● **ITEMS**
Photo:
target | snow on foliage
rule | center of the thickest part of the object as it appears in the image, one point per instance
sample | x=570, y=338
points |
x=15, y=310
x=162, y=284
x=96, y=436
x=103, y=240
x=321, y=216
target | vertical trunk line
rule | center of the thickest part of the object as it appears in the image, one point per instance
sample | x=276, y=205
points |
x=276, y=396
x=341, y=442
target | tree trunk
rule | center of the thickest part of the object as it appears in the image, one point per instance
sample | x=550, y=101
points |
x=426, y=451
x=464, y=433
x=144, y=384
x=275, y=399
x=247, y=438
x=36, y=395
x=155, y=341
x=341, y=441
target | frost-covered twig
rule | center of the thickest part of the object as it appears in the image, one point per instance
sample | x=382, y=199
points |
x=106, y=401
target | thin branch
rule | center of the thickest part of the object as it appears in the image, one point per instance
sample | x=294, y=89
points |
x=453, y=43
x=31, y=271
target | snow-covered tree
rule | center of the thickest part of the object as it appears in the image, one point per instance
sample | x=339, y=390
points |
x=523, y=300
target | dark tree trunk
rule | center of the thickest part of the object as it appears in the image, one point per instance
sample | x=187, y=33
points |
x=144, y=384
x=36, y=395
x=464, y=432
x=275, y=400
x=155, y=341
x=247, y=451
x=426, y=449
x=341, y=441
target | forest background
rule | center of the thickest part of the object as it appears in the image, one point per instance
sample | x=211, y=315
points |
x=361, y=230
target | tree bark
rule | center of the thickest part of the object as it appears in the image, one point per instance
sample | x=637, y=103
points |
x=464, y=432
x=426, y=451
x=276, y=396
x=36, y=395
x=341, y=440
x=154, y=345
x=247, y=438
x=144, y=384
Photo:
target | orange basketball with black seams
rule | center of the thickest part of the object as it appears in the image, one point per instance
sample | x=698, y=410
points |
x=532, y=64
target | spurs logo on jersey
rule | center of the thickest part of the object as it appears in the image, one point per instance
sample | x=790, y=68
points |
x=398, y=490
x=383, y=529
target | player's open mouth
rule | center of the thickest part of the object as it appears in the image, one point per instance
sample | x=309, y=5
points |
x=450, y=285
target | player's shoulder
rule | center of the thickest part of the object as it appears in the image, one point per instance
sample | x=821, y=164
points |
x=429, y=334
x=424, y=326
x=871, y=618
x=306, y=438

● **WORK TO DO**
Please write out the material again, starting at the line that has "target | snow-covered tree" and stopping after the line that has "x=523, y=300", requests included. Scale every answer coordinate by 0.35, rounding to whole numbers with halves going up, and leave the requests and their sample coordinates unchanged.

● **TASK RESPONSE**
target | snow-covered tree
rule | center of the thickest part of the object as it appears in the image, one point per instance
sample | x=339, y=390
points |
x=183, y=105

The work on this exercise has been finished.